-- Exercise instructions --
Could you carry on the NeMo guide to Cosmos Diffusion inference, starting right after its note on recommended GPUs?

-- Text segment --
Learn how to run inference with Cosmos Diffusion-based World Foundation Models (WFMs) using the NVIDIA NeMo Framework for your custom Physical AI tasks by following this guide.
The NeMo Framework supports the following Cosmos Diffusion models. Review the available models and their compute requirements for post-tuning and inference to determine the best model for your use case.
Model Name | Model Status | Compute Requirements for Inference | Multi-GPU Support |
---|---|---|---|
Cosmos-1.0-Diffusion-7B-Text2World | Supported | 1 NVIDIA GPU* | Supported |
Cosmos-1.0-Diffusion-14B-Text2World | Supported | 1 NVIDIA GPU* | Supported |
Cosmos-1.0-Diffusion-7B-Video2World | Supported | 1 NVIDIA GPU* | Supported |
Cosmos-1.0-Diffusion-14B-Video2WorldB | Supported | 1 NVIDIA GPU* | Supported |
* H100-80GB
or A100-80GB
GPUs are recommended.

-- Provided information --
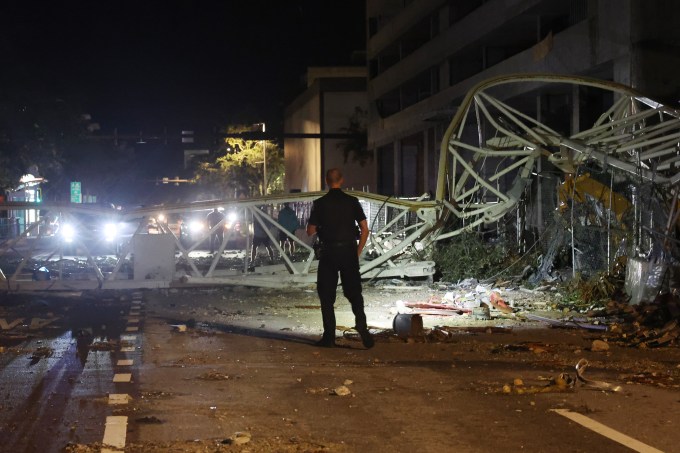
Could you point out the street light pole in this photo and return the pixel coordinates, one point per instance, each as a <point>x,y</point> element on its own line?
<point>264,166</point>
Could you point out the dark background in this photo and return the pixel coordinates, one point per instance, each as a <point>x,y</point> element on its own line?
<point>176,64</point>
<point>150,68</point>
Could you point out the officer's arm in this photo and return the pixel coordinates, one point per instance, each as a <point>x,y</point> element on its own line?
<point>363,226</point>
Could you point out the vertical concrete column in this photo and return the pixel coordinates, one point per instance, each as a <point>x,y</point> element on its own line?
<point>575,109</point>
<point>398,171</point>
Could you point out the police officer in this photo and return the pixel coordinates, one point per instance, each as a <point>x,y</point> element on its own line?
<point>334,218</point>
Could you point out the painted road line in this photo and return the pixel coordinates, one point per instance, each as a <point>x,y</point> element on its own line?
<point>122,377</point>
<point>119,398</point>
<point>115,431</point>
<point>606,431</point>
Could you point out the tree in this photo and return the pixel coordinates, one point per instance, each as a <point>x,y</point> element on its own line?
<point>237,169</point>
<point>357,145</point>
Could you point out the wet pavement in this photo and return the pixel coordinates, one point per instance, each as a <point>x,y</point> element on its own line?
<point>197,370</point>
<point>54,373</point>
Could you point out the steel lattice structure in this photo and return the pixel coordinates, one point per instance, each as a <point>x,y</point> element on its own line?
<point>488,158</point>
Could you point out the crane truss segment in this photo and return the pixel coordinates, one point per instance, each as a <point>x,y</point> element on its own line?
<point>490,148</point>
<point>399,230</point>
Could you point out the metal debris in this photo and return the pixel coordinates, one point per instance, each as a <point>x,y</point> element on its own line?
<point>598,385</point>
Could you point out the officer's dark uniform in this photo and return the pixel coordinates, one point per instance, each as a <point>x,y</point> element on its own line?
<point>335,216</point>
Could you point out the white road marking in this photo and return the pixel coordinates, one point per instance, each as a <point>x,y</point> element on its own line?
<point>119,398</point>
<point>115,431</point>
<point>122,377</point>
<point>606,431</point>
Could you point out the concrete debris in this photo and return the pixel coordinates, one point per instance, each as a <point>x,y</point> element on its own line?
<point>42,353</point>
<point>561,383</point>
<point>342,391</point>
<point>238,438</point>
<point>599,346</point>
<point>408,325</point>
<point>597,385</point>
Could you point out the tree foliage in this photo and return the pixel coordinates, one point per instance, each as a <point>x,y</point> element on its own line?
<point>237,170</point>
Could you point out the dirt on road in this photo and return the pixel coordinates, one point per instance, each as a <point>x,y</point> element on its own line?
<point>245,376</point>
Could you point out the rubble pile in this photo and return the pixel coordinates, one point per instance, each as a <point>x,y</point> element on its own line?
<point>646,325</point>
<point>599,306</point>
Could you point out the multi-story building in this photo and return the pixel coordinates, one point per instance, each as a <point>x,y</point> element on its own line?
<point>325,128</point>
<point>424,55</point>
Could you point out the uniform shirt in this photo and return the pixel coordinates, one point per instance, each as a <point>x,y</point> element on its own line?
<point>335,216</point>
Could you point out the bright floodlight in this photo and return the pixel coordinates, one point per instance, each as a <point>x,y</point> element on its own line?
<point>68,232</point>
<point>110,230</point>
<point>196,226</point>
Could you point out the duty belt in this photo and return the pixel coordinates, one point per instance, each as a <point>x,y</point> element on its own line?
<point>338,244</point>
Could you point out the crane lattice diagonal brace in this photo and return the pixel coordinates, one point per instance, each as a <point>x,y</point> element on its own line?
<point>488,158</point>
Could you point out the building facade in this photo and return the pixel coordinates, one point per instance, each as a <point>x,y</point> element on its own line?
<point>320,128</point>
<point>424,55</point>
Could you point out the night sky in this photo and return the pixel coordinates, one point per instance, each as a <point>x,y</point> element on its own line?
<point>146,65</point>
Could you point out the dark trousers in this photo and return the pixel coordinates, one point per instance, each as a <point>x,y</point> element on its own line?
<point>342,260</point>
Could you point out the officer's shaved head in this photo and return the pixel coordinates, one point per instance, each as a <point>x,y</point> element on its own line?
<point>334,177</point>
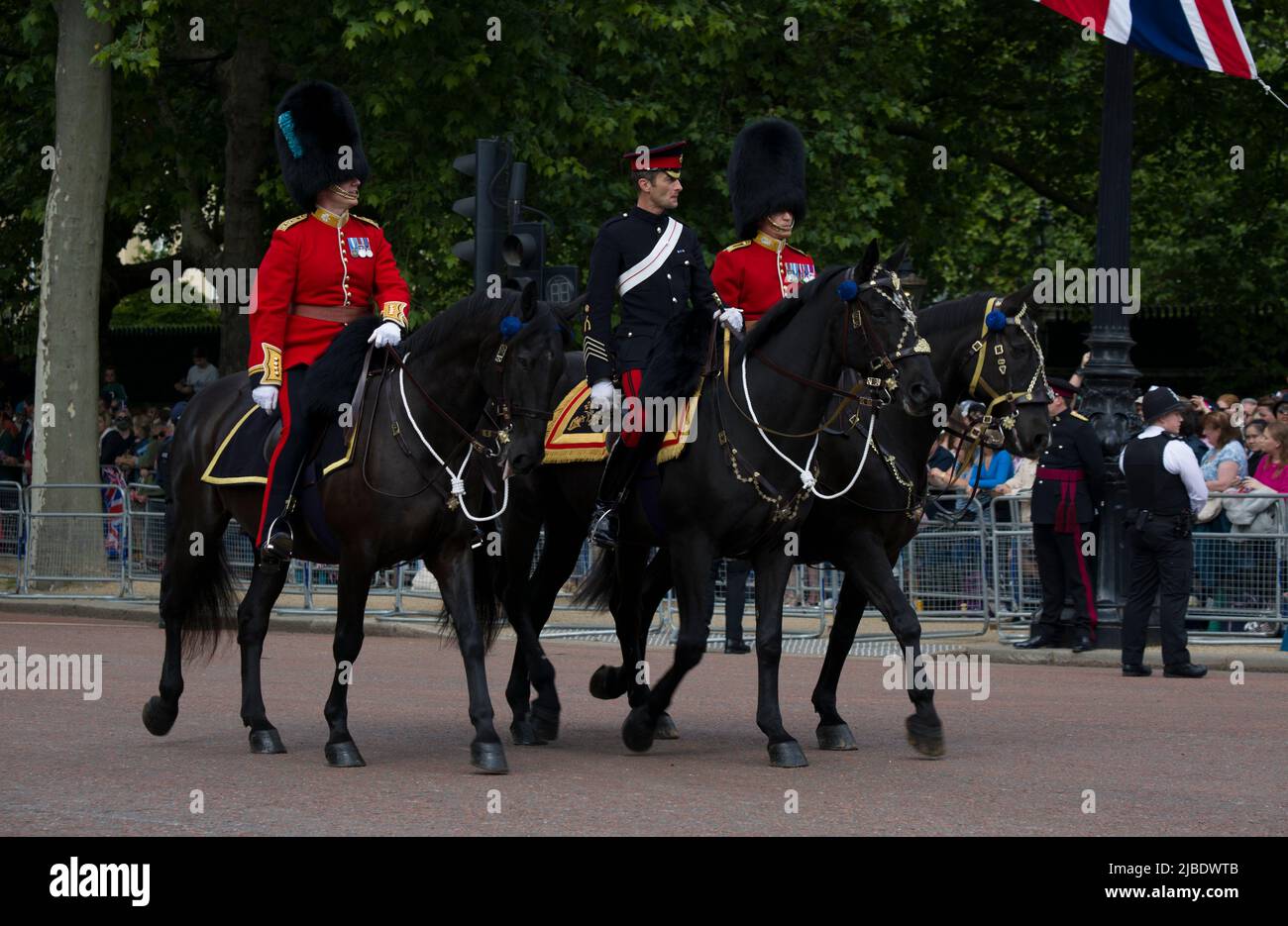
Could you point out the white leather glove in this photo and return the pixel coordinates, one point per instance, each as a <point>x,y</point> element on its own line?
<point>266,397</point>
<point>386,335</point>
<point>732,318</point>
<point>601,398</point>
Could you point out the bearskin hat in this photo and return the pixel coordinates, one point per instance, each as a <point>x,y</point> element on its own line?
<point>767,174</point>
<point>313,123</point>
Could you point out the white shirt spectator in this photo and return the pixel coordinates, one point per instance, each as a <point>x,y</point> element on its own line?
<point>1177,460</point>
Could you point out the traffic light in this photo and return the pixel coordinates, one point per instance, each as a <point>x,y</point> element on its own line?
<point>524,252</point>
<point>489,221</point>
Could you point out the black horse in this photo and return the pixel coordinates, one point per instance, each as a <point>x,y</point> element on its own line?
<point>745,485</point>
<point>394,502</point>
<point>879,508</point>
<point>862,534</point>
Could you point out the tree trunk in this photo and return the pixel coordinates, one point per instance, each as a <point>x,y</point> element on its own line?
<point>65,408</point>
<point>245,82</point>
<point>65,415</point>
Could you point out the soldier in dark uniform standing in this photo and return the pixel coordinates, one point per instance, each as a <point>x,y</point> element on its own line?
<point>656,266</point>
<point>1164,489</point>
<point>1067,493</point>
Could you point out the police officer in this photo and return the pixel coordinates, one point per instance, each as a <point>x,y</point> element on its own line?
<point>1164,489</point>
<point>1067,492</point>
<point>656,266</point>
<point>322,270</point>
<point>767,188</point>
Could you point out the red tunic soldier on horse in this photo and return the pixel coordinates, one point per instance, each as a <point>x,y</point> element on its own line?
<point>323,269</point>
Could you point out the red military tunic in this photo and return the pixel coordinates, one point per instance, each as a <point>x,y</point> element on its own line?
<point>756,274</point>
<point>318,260</point>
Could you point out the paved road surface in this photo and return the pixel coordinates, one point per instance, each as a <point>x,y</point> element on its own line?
<point>1160,755</point>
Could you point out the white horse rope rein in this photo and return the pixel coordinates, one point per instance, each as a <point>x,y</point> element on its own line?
<point>806,478</point>
<point>459,475</point>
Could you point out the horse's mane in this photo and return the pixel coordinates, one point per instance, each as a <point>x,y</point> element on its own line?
<point>468,311</point>
<point>953,313</point>
<point>782,313</point>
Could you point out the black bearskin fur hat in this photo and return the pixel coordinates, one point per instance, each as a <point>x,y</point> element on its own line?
<point>767,174</point>
<point>313,123</point>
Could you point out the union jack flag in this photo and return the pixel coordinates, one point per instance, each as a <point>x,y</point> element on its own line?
<point>1197,33</point>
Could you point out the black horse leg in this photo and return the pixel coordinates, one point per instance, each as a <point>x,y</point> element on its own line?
<point>253,616</point>
<point>352,591</point>
<point>691,566</point>
<point>558,560</point>
<point>454,566</point>
<point>925,729</point>
<point>833,733</point>
<point>772,572</point>
<point>625,607</point>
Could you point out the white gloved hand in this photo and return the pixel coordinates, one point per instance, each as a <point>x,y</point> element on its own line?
<point>266,397</point>
<point>732,318</point>
<point>601,397</point>
<point>387,334</point>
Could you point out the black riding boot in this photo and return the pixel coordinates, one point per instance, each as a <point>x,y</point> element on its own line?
<point>278,539</point>
<point>613,485</point>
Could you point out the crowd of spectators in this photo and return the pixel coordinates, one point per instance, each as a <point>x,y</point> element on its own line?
<point>1241,449</point>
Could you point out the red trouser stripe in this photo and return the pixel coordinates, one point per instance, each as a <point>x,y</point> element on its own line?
<point>631,380</point>
<point>284,406</point>
<point>1086,581</point>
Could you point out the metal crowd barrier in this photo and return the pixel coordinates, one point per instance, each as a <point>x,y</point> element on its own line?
<point>1239,578</point>
<point>98,541</point>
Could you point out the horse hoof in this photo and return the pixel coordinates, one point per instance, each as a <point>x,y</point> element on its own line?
<point>835,737</point>
<point>488,759</point>
<point>601,684</point>
<point>267,742</point>
<point>638,732</point>
<point>925,738</point>
<point>787,755</point>
<point>159,716</point>
<point>344,755</point>
<point>524,733</point>
<point>546,727</point>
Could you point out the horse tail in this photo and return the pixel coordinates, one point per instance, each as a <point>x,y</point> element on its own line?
<point>487,604</point>
<point>596,588</point>
<point>211,600</point>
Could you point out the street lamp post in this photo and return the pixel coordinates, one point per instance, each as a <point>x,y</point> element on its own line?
<point>1111,377</point>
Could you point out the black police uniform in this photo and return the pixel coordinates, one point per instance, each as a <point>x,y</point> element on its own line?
<point>1160,548</point>
<point>1067,492</point>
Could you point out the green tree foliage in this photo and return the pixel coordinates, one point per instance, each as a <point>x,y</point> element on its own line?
<point>1010,90</point>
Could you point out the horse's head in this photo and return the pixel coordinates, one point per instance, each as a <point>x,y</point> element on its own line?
<point>1006,372</point>
<point>519,365</point>
<point>881,333</point>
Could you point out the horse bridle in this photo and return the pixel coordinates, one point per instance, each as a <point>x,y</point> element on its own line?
<point>505,411</point>
<point>883,375</point>
<point>983,430</point>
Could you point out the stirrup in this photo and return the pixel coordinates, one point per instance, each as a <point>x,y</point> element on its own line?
<point>277,547</point>
<point>603,530</point>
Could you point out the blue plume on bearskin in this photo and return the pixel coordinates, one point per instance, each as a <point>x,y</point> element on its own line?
<point>316,123</point>
<point>675,363</point>
<point>334,376</point>
<point>767,174</point>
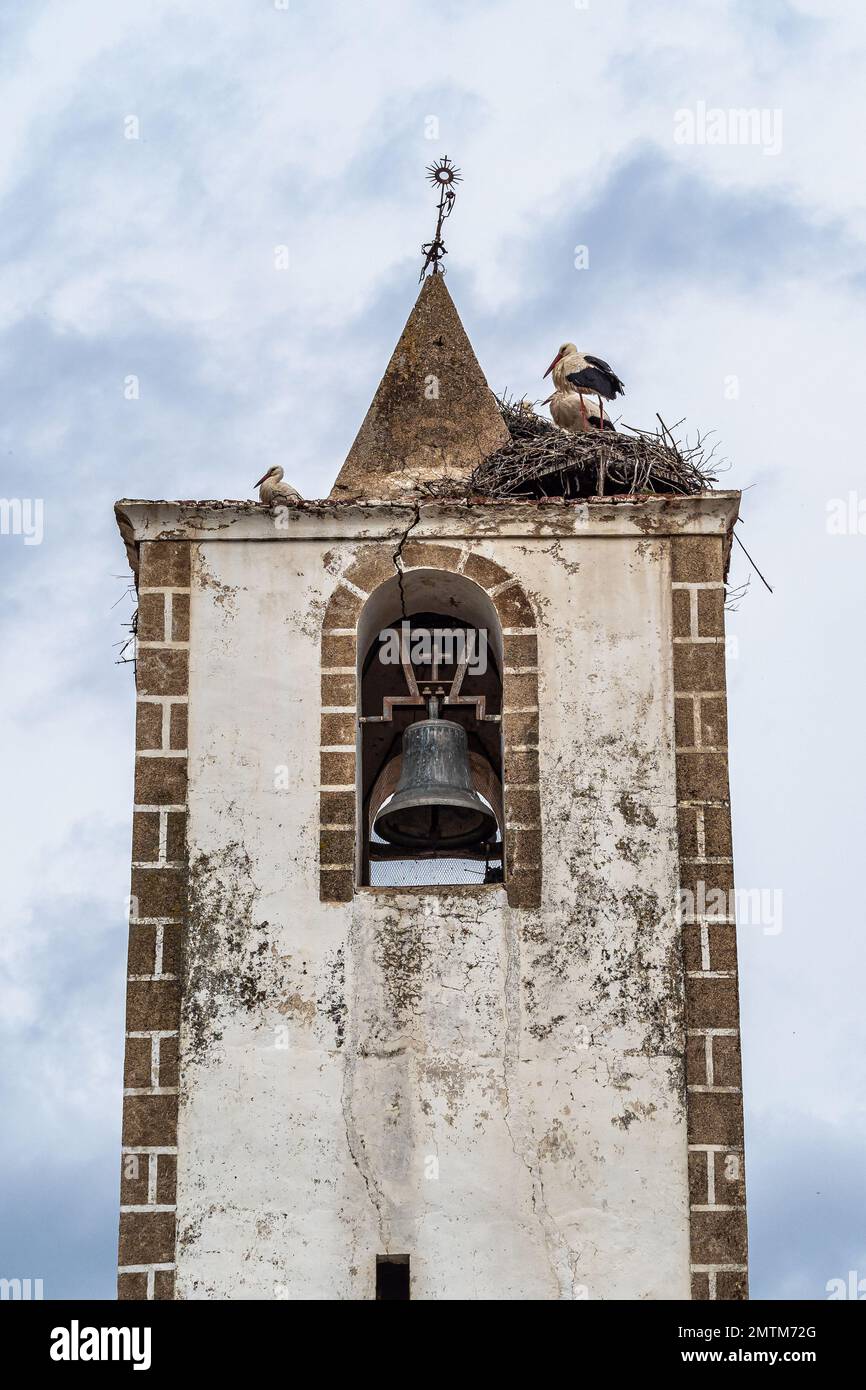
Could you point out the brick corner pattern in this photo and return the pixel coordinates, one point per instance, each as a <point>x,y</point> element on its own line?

-- Final result --
Cosmos Diffusion-based WFMs can also be post-trained for a variety of Physical AI tasks and used for inference. Review the following table for a list of available Physical AI post-training tasks:
Post-training Task | Inference Support Status |
---|---|
General post-training | Supported |
Instruction control | Coming Soon |
Action control | Coming Soon |
Camera control | Coming Soon |
Multi-view generation | Coming Soon |
Multi-view generation with vehicle trajectory control | Coming Soon |
- System Configuration
- NVIDIA GPU and driver: Ensure you have access to the minimum compute required to run the model(s), as listed in the model support matrix.
- Containerization Platform: We recommend using Docker with NVIDIA Container Runtime (alternatively, you may use NVIDIA enroot).
- Get your Hugging Face User Access Token, which is required to obtain the Cosmos models for training and inference.
- Get your Weights and Biases API Key for logging and tracking.
git clone git@github.com:NVIDIA/Cosmos.git
The NeMo Framework container supports post-training and inference for Cosmos Diffusion models.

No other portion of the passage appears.